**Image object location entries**
----

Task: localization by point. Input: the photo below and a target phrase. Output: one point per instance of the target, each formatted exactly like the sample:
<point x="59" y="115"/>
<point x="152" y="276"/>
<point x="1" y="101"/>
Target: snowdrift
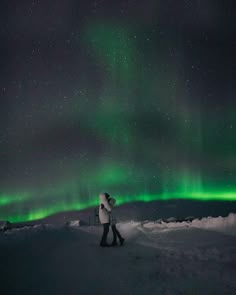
<point x="225" y="225"/>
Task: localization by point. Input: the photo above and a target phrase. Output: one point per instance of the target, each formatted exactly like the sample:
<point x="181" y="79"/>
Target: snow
<point x="197" y="257"/>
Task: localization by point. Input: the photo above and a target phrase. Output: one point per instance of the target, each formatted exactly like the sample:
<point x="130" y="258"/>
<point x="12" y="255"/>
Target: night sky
<point x="136" y="98"/>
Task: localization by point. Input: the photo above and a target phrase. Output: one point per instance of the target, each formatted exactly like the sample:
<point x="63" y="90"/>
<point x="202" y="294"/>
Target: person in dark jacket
<point x="116" y="233"/>
<point x="104" y="217"/>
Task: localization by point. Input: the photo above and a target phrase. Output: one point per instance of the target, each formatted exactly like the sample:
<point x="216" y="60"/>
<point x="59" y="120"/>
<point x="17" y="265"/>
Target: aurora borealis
<point x="131" y="97"/>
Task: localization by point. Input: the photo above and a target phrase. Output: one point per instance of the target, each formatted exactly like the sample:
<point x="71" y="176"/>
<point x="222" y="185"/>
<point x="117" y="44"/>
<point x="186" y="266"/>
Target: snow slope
<point x="198" y="257"/>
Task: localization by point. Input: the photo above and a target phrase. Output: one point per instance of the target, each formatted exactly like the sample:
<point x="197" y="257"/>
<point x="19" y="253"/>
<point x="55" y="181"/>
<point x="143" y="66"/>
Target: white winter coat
<point x="104" y="214"/>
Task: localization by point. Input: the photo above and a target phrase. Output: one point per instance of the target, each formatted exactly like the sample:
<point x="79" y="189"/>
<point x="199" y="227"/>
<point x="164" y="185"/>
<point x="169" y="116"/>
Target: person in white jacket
<point x="104" y="217"/>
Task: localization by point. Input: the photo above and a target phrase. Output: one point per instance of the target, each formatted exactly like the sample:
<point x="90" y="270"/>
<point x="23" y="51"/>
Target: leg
<point x="116" y="234"/>
<point x="114" y="242"/>
<point x="103" y="242"/>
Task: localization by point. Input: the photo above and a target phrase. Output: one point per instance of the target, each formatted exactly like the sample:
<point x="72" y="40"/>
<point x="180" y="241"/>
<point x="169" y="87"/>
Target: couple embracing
<point x="107" y="219"/>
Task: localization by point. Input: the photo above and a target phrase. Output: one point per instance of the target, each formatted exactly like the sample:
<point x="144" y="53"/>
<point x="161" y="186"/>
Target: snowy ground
<point x="158" y="258"/>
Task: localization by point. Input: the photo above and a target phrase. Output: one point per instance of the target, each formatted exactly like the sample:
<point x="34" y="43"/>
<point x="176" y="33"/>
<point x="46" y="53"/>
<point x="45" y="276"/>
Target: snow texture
<point x="168" y="258"/>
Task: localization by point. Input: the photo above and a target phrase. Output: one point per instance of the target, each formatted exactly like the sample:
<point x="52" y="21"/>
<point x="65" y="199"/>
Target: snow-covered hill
<point x="197" y="257"/>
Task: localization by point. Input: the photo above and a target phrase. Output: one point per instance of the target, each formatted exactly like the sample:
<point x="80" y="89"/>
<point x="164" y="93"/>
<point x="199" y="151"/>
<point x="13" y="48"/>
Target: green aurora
<point x="132" y="114"/>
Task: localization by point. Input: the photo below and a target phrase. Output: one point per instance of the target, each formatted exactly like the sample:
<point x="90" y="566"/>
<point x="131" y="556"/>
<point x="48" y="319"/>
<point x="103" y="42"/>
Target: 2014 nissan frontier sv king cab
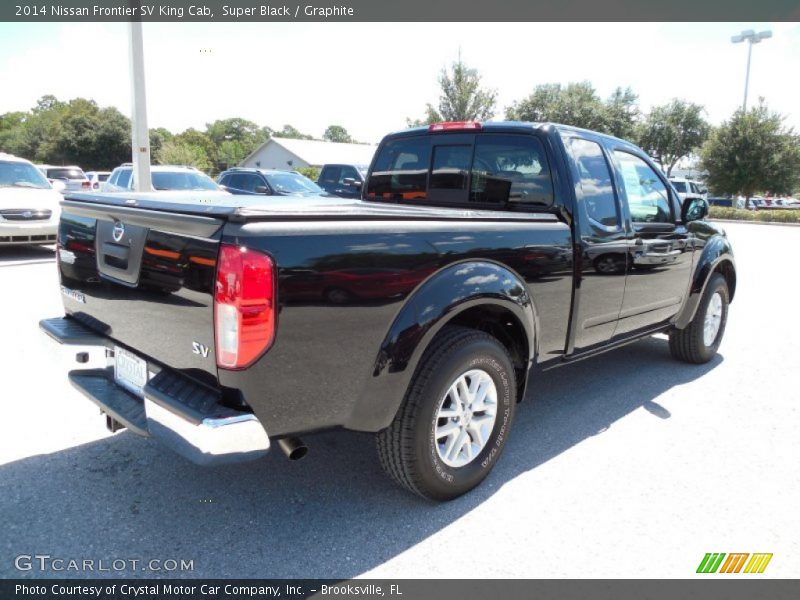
<point x="478" y="255"/>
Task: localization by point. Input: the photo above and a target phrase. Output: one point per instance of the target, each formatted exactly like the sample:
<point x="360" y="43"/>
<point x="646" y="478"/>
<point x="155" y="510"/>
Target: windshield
<point x="65" y="173"/>
<point x="18" y="174"/>
<point x="182" y="180"/>
<point x="291" y="183"/>
<point x="680" y="186"/>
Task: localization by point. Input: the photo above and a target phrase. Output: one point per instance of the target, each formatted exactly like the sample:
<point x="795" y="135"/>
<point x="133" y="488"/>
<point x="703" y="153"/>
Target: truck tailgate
<point x="144" y="278"/>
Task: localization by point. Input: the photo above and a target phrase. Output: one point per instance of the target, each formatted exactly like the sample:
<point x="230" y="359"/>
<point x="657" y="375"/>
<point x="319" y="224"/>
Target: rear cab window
<point x="483" y="170"/>
<point x="65" y="173"/>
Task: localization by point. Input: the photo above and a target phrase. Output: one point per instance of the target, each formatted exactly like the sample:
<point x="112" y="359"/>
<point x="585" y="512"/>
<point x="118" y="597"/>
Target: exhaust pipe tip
<point x="293" y="448"/>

----

**Description of the task**
Identify every line in the entries above that contains the word "person", matching case exactly, and copy each such line.

**Reply**
Target: person in dark jacket
Target: person in white jacket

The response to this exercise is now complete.